#### Given exercise 1
Can you shorten the paragraph of the passage on printing forms below that begins "The printing ink receiving capacity of directly adjacent areas", keeping its main facts?

#### Text to read
The production of the printing form is also simplified if, additionally or alternatively, the printing ink receiving capacity of the printing form has a course that is staircase-like and thus constant in some areas.
The depressions in the printing form are configured in such a way that, in some areas, a uniform printing ink receiving capacity is achieved, areas having a different, gradually decreasing printing ink receiving capacity being arranged immediately beside one another.
The printing ink receiving capacity of directly adjacent areas preferably differs only slightly, so that the step height of the staircase-like course is so small that these cannot be perceived visually by an observer in the resultant ink-receiving layer. In the case of a staircase-like course, the gradient results from the positions and heights of the steps.
In a particularly preferred refinement, a multilayer ink-receiving layer is printed onto the substrate of the security paper in that a plurality of printing forms, preferably a plurality of press cylinders arranged one after another, in each case print a partial layer of the ink-receiving layer onto the substrate of the security paper. Here, each printing form has the above-described staircase-like course of the printing ink receiving capacity. The position of the steps of the respective staircase-like courses is, however, offset relative to one another in the various printing forms, so that an ink-receiving layer is produced on the substrate which has a high number of steps each having a low step height. The number of steps of the layer thickness of the ink-receiving layer on the substrate of the security paper is equal to the sum of the steps of the staircase-like course of the printing ink receiving capacity over all the printing forms used. This has the advantage that, by using only a few graduations in the printing ink receiving capacity in each of the printing forms, a high number of steps can be produced in the layer thickness of the ink-receiving layer on the substrate of the security paper, which firstly simplifies the production of the printing forms and secondly reduces or completely suppresses the visual perceptibility of the staircase-like course of the layer thickness of the ink-receiving layer on the substrate. With the aid of such a multilayer ink-receiving layer, it is additionally possible, in particular in the first substrate area, to achieve improved homogeneity of the ink-receiving layer and of the printed image to be applied.
The layer thickness of the ink-receiving layer within the second substrate area has a minimum value. This minimum value can be zero or different from zero and, for example, can amount to 25% of the first layer thickness in the first substrate area. This minimum value can be assumed in a two-dimensional area within the second substrate area. If the second substrate area has an elongated shape, as is true for example in the case of a security thread as an optically variable security element, then the minimum value of the layer thickness within the second substrate area is =

a preferably assumed only in a linear area. If the second substrate area has comparable length dimensions in all directions on the substrate surface, as is true for example in the case of a two-dimensional patch, then the layer thickness of the ink-receiving layer has the minimum value preferably only in a point-like area.

#### Provided data

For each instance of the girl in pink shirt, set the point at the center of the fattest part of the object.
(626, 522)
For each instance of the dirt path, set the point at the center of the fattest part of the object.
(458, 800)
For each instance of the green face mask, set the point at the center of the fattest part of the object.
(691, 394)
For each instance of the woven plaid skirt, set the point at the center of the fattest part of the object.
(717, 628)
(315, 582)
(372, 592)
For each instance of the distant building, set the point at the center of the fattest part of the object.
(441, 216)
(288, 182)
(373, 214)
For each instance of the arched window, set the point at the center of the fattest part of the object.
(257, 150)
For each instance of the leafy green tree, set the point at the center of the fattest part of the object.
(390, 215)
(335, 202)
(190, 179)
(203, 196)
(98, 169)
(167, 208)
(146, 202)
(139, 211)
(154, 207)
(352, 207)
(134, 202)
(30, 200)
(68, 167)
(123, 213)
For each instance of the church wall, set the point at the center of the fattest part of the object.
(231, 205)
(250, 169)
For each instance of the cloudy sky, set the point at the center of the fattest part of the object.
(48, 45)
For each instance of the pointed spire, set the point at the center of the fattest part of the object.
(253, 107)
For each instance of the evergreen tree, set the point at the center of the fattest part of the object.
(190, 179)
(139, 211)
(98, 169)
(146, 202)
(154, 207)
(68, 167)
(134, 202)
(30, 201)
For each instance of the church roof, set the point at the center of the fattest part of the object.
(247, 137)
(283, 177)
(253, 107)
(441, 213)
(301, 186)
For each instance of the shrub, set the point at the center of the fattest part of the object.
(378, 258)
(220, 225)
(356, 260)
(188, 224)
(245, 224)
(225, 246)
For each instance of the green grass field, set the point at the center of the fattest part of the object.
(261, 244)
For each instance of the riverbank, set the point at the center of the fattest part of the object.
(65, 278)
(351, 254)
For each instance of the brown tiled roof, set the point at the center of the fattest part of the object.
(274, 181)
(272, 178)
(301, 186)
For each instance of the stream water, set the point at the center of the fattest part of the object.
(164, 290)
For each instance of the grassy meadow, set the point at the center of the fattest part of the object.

#### Given exercise 2
Can you reproduce the entries word for word, starting at the line that contains "For each instance of the riverbank, set" and ending with the last line of the entries, both included?

#### Task response 1
Directly adjacent areas should differ only slightly in printing ink receiving capacity. This keeps the steps of the staircase-like course too small for an observer to see in the resulting ink-receiving layer. In a staircase-like course, the gradient comes from the positions and heights of the steps.

#### Task response 2
For each instance of the riverbank, set the point at the center of the fattest part of the object.
(65, 278)
(351, 254)
For each instance of the brown tiled roof, set the point at the center of the fattest part of the object.
(274, 181)
(272, 178)
(301, 186)
For each instance of the stream water, set the point at the center of the fattest part of the object.
(164, 290)
For each instance of the grassy meadow, set the point at the center of the fattest part of the object.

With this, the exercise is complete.